> [Exercise task 1]
Translate this sentence from the article on the student zero-gravity fire experiment into Spanish: "The flights are based at Ellington Field near NASA's Johnson Space Center, which oversees the Microgravity University project."

> [Page extract]
<<<<

Student Team Set for Zero-Gravity Fire Experiment on NASA 'Vomit Comet'

Fuel Droplet Burns in One-G
A fuel droplet burns in one-G (Earth gravity), in the University of California, San Diego lab where undergaduate Sam Avery and his team are studying microgravity's effects on fire. (Image credit: Sam Avery)

A team of university students is counting down toward the ultimate science ride, a weightless flight aboard a modified NASA jet to see just how certain fires burn in zero gravity.

The experiment, led by engineering undergraduate Sam Avery of the University of California, San Diego, is aimed at testing how biofuels burn in weightless conditions. And with a target flight date of Thursday (July 18), Avery and his crew are getting pumped.

"The team is really excited about this experiment," Avery said just two weeks ahead of takeoff. "We've been working hard to get the equipment ready and tested for the parabolic flights with NASA in a couple of weeks." [6 Everyday Things that Turn Strange in Weightlessness]

Avery and his team are flying with NASA under the space agency's Microgravity University Program, which offers university students the chance to perform experiments under weightless and reduced-gravity conditions using a modified aircraft. The "Vomit Comet" flights, as they've been nicknamed, fly about 30 parabolas, moving up and down like a roller coaster, to produce short periods of weightlessness that are followed by brief stints of "hypergravity" that can reach 2Gs, twice the normal pull of Earth's gravity.  

The flights are based at Ellington Field near NASA's Johnson Space Center, which oversees the Microgravity University project. The space center is also home to NASA's astronaut training and Mission Control for the International Space Station.

A computer rendering of the UCSD microgravity fire experiment, after deposition of the fuel droplet. (Image credit: Sam Avery)

The UCSD team's biofuels in space project is being conducted under the supervision of UCSD professor Forman Williams. SPACE.com managing editor Tariq Malik will serve as the team's journalist member. After the flight, the results will be written up by the team and submitted to the university and NASA for evaluation.

When asked how his team might best prepare for the ordeal, Avery said: "We might take a few runs on roller coasters or drop towers at theme parks to feel the effect of free-fall."

Before each weightless dive, Avery's team must electronically trigger two small hypodermic needles to inject a droplet of biofuel onto a thin fibrous crosshair that holds the droplet in place until the environment reaches a weightless condition. Then a small spark ignites the drop and twin video cameras record the burning process for later evaluation.

"We have had some great success rates with our ground tests of the fuel ejection and ignition systems, and we have programmed each system so that we can repeat its process multiple times during each parabola," Avery said. "I am 80 percent confident that it will work on the first parabola and 95 percent confident that it will work by the end of the flights."

>>>>

> [Supplied records]

<<<<

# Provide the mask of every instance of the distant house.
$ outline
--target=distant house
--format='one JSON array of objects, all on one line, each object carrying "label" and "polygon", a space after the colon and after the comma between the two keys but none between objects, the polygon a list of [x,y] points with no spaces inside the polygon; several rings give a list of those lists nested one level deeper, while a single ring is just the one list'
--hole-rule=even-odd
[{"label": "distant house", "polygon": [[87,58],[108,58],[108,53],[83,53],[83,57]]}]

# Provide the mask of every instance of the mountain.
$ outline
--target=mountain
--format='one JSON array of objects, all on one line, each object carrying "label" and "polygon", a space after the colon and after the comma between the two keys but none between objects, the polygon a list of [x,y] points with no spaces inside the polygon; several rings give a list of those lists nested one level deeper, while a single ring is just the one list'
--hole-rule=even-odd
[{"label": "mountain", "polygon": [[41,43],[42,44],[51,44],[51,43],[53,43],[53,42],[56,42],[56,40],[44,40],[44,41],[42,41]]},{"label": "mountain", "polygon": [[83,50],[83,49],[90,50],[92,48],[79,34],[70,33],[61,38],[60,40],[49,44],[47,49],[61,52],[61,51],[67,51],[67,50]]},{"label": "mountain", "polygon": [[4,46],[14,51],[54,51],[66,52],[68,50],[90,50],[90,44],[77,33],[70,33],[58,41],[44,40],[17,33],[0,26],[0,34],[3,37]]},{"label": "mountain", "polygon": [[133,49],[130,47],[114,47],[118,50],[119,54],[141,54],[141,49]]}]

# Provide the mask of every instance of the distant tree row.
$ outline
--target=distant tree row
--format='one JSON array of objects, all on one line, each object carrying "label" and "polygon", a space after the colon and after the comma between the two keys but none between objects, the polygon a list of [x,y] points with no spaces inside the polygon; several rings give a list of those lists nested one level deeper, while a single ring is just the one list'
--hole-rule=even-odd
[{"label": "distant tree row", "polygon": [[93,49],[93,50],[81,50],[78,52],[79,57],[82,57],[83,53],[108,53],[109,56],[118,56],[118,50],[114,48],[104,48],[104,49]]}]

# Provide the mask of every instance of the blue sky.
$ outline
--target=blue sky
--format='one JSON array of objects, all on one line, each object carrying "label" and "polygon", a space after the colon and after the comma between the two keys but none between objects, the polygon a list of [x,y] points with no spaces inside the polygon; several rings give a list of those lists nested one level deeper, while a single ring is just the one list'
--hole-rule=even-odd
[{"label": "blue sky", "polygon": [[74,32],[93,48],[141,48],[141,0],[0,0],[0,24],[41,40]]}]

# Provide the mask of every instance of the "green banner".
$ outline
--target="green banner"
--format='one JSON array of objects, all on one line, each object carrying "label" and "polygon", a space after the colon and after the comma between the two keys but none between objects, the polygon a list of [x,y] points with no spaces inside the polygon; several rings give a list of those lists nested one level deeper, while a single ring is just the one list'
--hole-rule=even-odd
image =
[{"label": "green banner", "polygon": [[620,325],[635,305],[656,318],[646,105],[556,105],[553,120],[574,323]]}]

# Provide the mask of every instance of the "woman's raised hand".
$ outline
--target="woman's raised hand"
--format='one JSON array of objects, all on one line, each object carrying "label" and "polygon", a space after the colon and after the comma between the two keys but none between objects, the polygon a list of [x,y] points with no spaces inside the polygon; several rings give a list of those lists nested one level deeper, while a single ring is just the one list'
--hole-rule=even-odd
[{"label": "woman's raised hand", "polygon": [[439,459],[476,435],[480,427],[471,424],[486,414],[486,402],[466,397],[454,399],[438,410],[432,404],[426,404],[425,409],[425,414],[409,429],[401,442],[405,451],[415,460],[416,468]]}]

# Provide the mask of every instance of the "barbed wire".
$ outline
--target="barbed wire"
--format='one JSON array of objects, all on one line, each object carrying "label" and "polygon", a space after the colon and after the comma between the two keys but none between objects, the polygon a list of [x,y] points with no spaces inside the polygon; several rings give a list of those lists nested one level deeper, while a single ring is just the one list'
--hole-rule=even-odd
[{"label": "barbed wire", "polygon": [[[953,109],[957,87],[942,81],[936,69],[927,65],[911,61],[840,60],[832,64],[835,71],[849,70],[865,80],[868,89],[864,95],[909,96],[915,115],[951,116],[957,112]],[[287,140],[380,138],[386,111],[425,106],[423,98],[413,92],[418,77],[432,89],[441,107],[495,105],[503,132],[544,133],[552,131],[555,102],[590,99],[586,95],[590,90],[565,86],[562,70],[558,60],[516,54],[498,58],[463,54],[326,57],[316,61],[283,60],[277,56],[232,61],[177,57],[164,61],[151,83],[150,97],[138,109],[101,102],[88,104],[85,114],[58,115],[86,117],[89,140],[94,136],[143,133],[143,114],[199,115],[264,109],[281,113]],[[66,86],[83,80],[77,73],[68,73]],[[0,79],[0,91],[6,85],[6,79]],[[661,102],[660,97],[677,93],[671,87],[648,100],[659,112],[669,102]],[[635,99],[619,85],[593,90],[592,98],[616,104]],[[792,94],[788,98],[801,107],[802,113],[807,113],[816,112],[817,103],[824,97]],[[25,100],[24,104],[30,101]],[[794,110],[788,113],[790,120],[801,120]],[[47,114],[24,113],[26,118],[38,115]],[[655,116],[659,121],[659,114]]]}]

>>>>

> [Exercise task 2]
In the records, write out as a numbered list the lines from the line containing "# Provide the mask of every instance of the blue" to the line containing "--target=blue sky", omitting any blank lines.

> [Correct response 1]
Los vuelos tienen su base en Ellington Field, cerca del Centro Espacial Johnson de la NASA, que supervisa el proyecto Microgravity University.

> [Correct response 2]
1. # Provide the mask of every instance of the blue sky.
2. $ outline
3. --target=blue sky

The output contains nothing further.